> [Provided data]

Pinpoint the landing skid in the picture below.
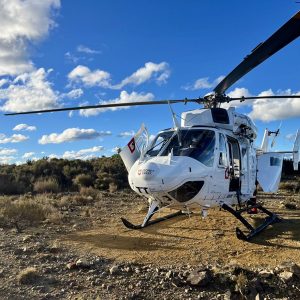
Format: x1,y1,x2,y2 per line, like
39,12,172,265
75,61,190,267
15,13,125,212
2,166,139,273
222,201,281,241
121,210,186,229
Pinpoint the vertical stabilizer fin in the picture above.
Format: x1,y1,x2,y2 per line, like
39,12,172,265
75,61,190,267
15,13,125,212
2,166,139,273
293,129,300,171
261,128,269,152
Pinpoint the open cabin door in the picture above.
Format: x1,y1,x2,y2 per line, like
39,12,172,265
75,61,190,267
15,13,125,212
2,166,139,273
257,152,283,193
120,124,149,172
227,136,241,192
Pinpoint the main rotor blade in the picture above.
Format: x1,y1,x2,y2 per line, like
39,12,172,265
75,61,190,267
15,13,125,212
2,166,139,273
214,11,300,95
224,95,300,102
4,98,205,116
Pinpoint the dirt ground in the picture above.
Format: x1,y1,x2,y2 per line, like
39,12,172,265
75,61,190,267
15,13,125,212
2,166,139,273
62,194,300,268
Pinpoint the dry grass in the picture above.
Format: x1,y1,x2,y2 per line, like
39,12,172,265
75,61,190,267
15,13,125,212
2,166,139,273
0,197,47,232
236,272,248,294
108,182,118,193
279,180,300,194
79,186,99,199
17,268,40,284
33,178,60,193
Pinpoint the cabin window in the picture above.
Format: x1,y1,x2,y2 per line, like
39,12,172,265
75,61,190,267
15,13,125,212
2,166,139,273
147,131,174,156
219,133,228,167
147,129,215,167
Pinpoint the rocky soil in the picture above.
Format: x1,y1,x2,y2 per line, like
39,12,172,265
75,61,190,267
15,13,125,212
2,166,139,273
0,192,300,299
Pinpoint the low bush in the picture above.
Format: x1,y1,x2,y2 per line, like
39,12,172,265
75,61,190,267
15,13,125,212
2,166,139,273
33,178,60,193
74,174,94,187
0,198,47,232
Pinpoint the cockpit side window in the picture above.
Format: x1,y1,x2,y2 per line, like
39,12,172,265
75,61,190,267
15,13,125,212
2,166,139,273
161,129,215,167
219,133,228,167
146,131,174,156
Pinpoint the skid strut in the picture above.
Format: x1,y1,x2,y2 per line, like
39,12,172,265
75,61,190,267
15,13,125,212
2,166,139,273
121,210,186,229
222,201,281,241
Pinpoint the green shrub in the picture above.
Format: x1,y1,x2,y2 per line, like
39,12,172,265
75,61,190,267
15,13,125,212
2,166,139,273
33,178,60,193
0,174,25,195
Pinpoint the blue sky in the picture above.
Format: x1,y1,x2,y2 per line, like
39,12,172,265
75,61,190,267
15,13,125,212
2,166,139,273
0,0,300,163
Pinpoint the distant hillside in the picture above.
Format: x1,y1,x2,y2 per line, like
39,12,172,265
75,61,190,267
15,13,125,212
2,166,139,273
0,154,129,194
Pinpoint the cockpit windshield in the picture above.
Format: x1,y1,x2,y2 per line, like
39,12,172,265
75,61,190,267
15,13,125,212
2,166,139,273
147,129,215,167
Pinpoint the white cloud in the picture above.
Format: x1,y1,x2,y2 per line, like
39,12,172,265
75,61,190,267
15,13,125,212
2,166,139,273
118,130,134,137
79,91,154,117
183,76,224,91
39,128,111,145
13,124,36,131
68,65,110,88
77,45,101,54
112,62,171,89
0,156,16,165
0,134,29,144
111,147,121,153
0,148,18,155
249,89,300,122
285,133,296,142
0,68,59,112
22,152,35,159
62,146,104,159
0,0,60,76
68,61,171,89
65,51,80,64
59,89,83,99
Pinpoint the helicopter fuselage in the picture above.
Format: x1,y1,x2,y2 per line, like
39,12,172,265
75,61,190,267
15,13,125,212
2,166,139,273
123,109,257,211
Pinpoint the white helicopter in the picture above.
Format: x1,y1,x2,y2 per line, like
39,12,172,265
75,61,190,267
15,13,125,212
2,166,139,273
6,11,300,240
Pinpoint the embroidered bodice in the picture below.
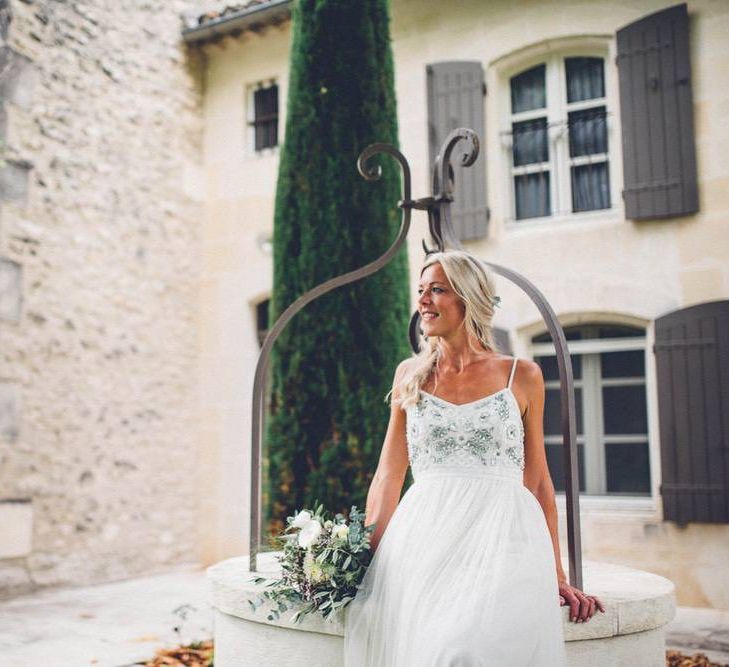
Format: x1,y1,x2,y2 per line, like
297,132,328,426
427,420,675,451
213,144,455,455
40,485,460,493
406,359,524,479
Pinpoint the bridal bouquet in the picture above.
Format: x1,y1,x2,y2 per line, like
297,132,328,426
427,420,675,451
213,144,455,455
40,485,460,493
248,502,376,623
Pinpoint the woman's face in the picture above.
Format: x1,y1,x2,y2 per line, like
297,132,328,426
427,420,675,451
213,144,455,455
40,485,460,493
418,262,466,336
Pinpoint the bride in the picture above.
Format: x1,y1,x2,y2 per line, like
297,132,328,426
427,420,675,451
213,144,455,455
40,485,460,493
344,250,605,667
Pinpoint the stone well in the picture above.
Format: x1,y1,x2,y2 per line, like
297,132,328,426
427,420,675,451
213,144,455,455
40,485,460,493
207,552,676,667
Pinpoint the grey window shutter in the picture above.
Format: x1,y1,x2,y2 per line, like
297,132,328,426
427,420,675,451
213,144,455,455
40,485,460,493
427,61,488,241
617,4,699,220
653,300,729,524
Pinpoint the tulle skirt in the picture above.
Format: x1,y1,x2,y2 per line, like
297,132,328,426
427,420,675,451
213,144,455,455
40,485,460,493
344,467,566,667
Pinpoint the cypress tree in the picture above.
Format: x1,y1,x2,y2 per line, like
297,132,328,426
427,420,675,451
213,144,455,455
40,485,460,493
263,0,410,534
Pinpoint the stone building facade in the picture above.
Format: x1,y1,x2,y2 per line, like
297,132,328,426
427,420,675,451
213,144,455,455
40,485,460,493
185,0,729,608
0,0,205,596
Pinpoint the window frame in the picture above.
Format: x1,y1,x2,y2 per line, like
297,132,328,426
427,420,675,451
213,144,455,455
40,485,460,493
526,328,660,506
496,45,622,231
244,77,281,157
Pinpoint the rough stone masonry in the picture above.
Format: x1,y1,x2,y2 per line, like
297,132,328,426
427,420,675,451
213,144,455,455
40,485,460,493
0,0,208,597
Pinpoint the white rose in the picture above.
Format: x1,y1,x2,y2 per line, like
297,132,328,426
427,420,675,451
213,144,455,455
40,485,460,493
299,519,321,549
332,523,349,540
291,510,311,528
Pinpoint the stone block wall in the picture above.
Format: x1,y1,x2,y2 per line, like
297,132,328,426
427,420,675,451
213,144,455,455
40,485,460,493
0,0,202,596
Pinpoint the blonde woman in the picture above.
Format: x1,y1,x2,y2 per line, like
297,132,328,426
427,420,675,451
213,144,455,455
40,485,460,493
344,250,605,667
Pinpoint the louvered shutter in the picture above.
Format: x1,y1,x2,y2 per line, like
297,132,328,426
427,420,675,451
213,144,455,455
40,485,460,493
653,300,729,524
617,4,699,220
427,61,488,241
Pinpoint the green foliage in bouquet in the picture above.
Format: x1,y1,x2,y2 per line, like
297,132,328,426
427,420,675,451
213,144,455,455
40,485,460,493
263,0,410,536
248,505,376,623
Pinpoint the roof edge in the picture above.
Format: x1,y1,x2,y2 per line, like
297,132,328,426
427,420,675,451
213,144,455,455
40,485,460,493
182,0,293,44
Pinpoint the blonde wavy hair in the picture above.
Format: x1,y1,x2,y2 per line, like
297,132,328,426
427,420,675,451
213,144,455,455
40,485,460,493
385,250,502,409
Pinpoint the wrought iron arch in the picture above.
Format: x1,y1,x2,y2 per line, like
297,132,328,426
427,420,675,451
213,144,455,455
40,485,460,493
249,128,582,589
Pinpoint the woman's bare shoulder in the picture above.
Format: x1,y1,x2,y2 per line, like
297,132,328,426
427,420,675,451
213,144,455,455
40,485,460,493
395,357,416,380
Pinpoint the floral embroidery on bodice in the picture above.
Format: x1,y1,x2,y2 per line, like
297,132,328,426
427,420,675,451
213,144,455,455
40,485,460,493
406,359,524,479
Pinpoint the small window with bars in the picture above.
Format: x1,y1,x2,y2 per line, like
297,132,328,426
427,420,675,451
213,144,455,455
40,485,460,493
503,56,611,220
249,84,278,151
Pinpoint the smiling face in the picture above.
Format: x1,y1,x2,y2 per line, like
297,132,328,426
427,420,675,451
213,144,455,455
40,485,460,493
418,262,466,337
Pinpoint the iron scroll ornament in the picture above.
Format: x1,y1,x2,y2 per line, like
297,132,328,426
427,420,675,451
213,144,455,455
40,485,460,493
249,128,582,589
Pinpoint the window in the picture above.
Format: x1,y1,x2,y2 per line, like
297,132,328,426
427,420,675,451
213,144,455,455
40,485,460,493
532,324,651,496
256,299,271,347
248,83,278,151
502,56,612,220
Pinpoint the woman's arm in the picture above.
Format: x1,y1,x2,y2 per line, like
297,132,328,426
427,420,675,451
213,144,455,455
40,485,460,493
520,360,605,622
519,359,567,581
365,360,409,553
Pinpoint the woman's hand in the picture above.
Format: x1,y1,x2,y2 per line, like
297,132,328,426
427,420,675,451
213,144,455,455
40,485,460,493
557,579,605,623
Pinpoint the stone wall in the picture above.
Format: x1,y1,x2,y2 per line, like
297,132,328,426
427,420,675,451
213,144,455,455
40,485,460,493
0,0,202,596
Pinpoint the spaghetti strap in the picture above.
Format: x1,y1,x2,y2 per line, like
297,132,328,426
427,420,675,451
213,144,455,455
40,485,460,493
506,357,516,389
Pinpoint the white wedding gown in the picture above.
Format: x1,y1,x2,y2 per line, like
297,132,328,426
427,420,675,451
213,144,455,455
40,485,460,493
344,358,566,667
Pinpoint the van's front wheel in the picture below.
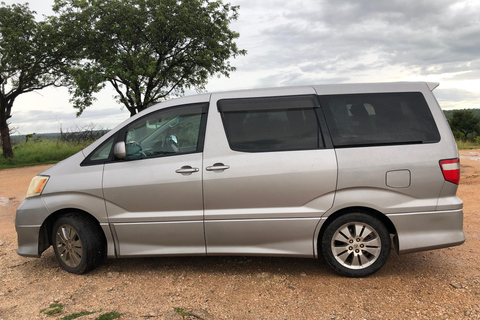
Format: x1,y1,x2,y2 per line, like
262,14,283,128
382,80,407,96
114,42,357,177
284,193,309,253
52,214,107,274
321,213,391,277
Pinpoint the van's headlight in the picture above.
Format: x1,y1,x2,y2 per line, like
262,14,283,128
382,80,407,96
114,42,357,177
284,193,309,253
26,176,50,198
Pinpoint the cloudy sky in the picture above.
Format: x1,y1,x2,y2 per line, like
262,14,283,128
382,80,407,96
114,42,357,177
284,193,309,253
3,0,480,134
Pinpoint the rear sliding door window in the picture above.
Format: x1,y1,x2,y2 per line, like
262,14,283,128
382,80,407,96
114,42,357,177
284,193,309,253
218,96,323,152
319,92,440,147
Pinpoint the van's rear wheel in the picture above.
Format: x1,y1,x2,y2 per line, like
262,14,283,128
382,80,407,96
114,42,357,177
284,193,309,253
321,213,391,277
52,214,107,274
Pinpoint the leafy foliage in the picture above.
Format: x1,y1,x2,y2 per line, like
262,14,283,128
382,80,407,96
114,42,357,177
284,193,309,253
0,2,70,158
448,110,480,141
54,0,246,115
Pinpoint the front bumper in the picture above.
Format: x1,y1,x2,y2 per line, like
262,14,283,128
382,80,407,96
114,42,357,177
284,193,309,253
15,197,49,258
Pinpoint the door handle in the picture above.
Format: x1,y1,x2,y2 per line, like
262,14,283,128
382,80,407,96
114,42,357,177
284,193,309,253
206,163,230,171
175,166,198,174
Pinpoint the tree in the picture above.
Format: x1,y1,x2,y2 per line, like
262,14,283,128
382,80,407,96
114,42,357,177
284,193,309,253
54,0,246,116
448,110,480,141
0,2,69,158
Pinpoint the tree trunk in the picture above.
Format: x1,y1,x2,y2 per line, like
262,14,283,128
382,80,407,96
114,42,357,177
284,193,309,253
0,106,14,158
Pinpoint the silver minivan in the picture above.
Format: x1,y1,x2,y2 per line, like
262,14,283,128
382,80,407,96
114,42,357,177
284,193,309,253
15,83,465,277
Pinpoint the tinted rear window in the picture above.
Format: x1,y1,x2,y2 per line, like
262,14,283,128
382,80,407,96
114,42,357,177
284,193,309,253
319,92,440,147
218,96,323,152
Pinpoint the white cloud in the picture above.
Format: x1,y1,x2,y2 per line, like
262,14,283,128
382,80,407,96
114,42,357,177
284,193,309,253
4,0,480,133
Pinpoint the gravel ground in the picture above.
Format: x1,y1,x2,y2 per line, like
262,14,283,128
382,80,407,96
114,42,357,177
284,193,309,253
0,150,480,320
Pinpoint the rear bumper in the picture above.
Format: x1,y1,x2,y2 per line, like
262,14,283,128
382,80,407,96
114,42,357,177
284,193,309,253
388,209,465,254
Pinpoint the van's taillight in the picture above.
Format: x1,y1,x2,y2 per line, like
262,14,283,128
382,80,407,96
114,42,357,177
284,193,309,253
440,158,460,184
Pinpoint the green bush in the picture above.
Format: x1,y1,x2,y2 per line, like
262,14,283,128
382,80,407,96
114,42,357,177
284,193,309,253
0,140,92,169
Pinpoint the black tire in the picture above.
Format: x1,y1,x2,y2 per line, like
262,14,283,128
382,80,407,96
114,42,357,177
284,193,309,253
52,213,107,274
321,212,391,278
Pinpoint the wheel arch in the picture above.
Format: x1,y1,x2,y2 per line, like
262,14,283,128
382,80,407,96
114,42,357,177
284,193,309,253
315,207,398,257
38,208,107,254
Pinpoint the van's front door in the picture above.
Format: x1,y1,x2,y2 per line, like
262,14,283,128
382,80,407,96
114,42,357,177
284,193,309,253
103,104,207,257
204,89,337,257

> [The exercise] Convert the rows into a JSON list of strings, one per line and omitting blank lines, beginning at the line that contains "Pinpoint the stone building" and stopping after the line that contains "0,0,205,596".

> [Solution for this exercise]
[
  "Pinpoint the stone building facade in the picture above.",
  "Format: x1,y1,x2,y2 per line, like",
  "297,132,328,426",
  "427,420,675,451",
  "213,144,455,455",
  "40,485,460,493",
  "185,0,729,608",
  "0,0,205,596"
]